Golden rice(right) compared with normal white rice(left).
GMOs: A Brief Insight on the Topic
GMOs are the products, often controversial, of laboratory process of taking the desired gene(s) from one organism and inserting them in the other in an attempt to obtain the desired trait(s) in the organism by the process of genetic engineering. Unlike the product of traditional hybridization and breeding in which genetic recombination occurs between the individuals of similar organisms, a GMO contains the gene(s) of an entirely different organism(s), eg: fish gene(s) in tomatoes. Some really interesting genetic engineering experiments have been carried out by scientists around the world like insertion of jellyfish genes in pigs that make the pigs’ noses glow in the dark, genes of artic fishes inserted in tomatoes for frost resistance, insertion of spider genes in goat DNA in hopes that the goat milk would contain the spider web protein that could be used in bulletproof vests, and so on.
There are hardly any human nutrition and agriculture science related people who haven’t heard about golden rice. To begin with, golden rice is a genetically modified variety of Oryza sativa which is enriched with beta carotene, a precursor of Vitamin A, in its edible part, the endosperm. It is a product of an eight year project by Ingo Potrykus of the Swiss Federal Institute of Technology and Peter Beyer of the University of Frieburg. The first scientific article about golden rice was published in Science, 2000.
Golden rice aims at serving as an effective source of Vitamin A, the deficiency of which is estimated to kill about 600000 children each year under the age of five. The brown or white rice that we usually consume contains a very negligible amount of β-carotene(nearly 0%). So, Vitamin A deficiency is quite common in south Asian countries where the white and brown rice are the commonly consumed staple cereals.

## Source material

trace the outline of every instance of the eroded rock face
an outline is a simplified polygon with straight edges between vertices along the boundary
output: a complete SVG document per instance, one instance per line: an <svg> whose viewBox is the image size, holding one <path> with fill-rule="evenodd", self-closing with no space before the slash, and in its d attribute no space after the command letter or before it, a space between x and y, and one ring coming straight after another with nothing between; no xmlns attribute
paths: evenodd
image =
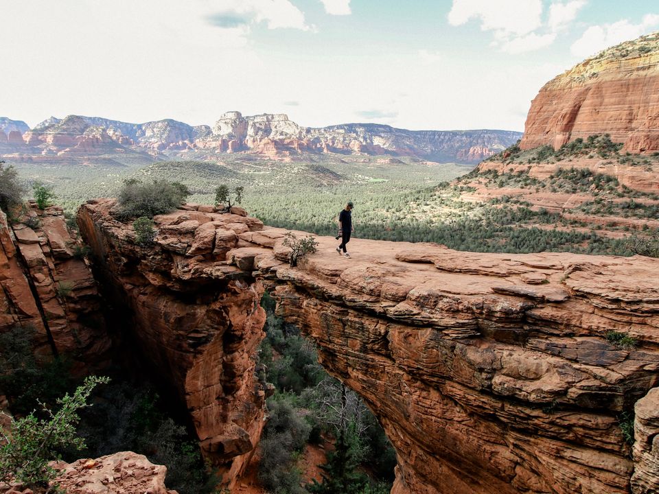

## Required tasks
- 1) Write out the part of the GMO text starting at "Golden rice aims" and ending at "consumed staple cereals.".
- 2) According to the GMO text, what is golden rice enriched with, and in which part of the grain?
The rows are separate material and stand apart from the GMO text.

## Answers by item
- 1)
Golden rice aims at serving as an effective source of Vitamin A, the deficiency of which is estimated to kill about 600000 children each year under the age of five. The brown or white rice that we usually consume contains a very negligible amount of β-carotene(nearly 0%). So, Vitamin A deficiency is quite common in south Asian countries where the white and brown rice are the commonly consumed staple cereals.

- 2) Beta carotene, a precursor of Vitamin A, in its endosperm.